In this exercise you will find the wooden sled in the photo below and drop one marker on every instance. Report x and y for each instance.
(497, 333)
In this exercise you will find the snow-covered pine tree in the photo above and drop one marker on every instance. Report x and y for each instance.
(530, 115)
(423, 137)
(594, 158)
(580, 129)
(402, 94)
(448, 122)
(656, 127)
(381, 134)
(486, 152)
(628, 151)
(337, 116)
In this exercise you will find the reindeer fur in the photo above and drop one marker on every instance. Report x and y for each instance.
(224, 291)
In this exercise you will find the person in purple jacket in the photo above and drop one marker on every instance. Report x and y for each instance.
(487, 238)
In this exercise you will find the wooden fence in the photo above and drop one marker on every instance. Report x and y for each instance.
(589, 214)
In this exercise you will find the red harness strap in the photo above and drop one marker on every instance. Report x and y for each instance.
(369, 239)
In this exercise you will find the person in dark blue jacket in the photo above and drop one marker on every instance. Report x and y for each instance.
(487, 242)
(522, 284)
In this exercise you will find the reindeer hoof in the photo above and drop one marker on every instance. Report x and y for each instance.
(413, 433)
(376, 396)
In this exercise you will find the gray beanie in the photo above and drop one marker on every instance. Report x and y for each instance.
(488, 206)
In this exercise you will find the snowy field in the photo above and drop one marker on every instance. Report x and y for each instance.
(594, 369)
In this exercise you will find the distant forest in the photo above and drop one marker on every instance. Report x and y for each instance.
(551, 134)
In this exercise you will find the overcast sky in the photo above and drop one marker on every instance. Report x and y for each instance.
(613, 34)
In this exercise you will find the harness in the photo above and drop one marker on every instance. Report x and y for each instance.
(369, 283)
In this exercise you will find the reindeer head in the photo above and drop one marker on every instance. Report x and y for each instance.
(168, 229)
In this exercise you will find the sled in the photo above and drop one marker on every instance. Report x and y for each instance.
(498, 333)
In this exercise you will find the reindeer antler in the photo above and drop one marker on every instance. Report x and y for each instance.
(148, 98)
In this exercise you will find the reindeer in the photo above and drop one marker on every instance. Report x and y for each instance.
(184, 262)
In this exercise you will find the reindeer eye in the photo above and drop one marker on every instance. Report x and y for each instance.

-=-=-

Exercise description >>
Every record above must be duplicated exactly.

Exercise solution >>
In this exercise you will find the wooden sled in the photo below and drop one marker on every instance. Report x and y for each instance.
(497, 333)
In this exercise you will find the snow-covered pine tree in the photo above and drop one marker on every instance. Report x and y for each instance.
(530, 115)
(423, 137)
(594, 158)
(580, 129)
(402, 94)
(448, 122)
(656, 127)
(381, 134)
(486, 152)
(628, 151)
(337, 116)
In this exercise you will find the reindeer fur in the photo above and drop one marker on every instance. Report x and y for each instance.
(224, 291)
In this exercise you will find the person in purple jacket in the photo above and drop one marker on every instance. Report x and y for each instance.
(487, 238)
In this exercise you will find the wooden fence in the photo above and drop one marker on every instance. Report x and y for each instance.
(589, 214)
In this exercise you will find the red harness strap in the photo above and drop one marker on every instance. Report x and y for each instance.
(369, 239)
In this exercise you will find the person in dark blue jacket in the photo above and drop one marker on every instance. Report x and y for each instance.
(487, 242)
(522, 284)
In this exercise you will find the reindeer hoof in the photo above and drop one marker on every instance. Report x and y for each instance.
(413, 433)
(376, 396)
In this exercise you will find the gray beanie in the photo above and drop one marker on every instance. Report x and y for each instance.
(488, 206)
In this exercise you will find the snowy field in the photo above and drop one marker on every instance. Report x and y for each instance.
(594, 369)
In this exercise you will find the distant forest in the photo above and drop one marker on every instance. Report x and y for each instance.
(551, 134)
In this exercise you will find the overcast sky in the photo above and drop one marker on every instance. Report x and y for each instance.
(613, 34)
In this exercise you will find the harness in the photo above and drop one marker on every instance. Report x and y for each instance.
(369, 283)
In this exercise you will find the reindeer head in the photo above and drop one marker on every instance. Report x and y for each instance.
(168, 229)
In this exercise you will find the sled in the photo above and drop one marker on every instance. Report x and y for each instance.
(498, 333)
In this exercise you will find the reindeer antler in the photo above and drop one marker on every instance. Report x and y for each instance.
(148, 98)
In this exercise you will find the reindeer in the photo above and drop one marker on every instance. Report x and y for each instance.
(184, 262)
In this exercise you will find the reindeer eye in the photo above and drop one marker on every instance. Report x and y for each instance.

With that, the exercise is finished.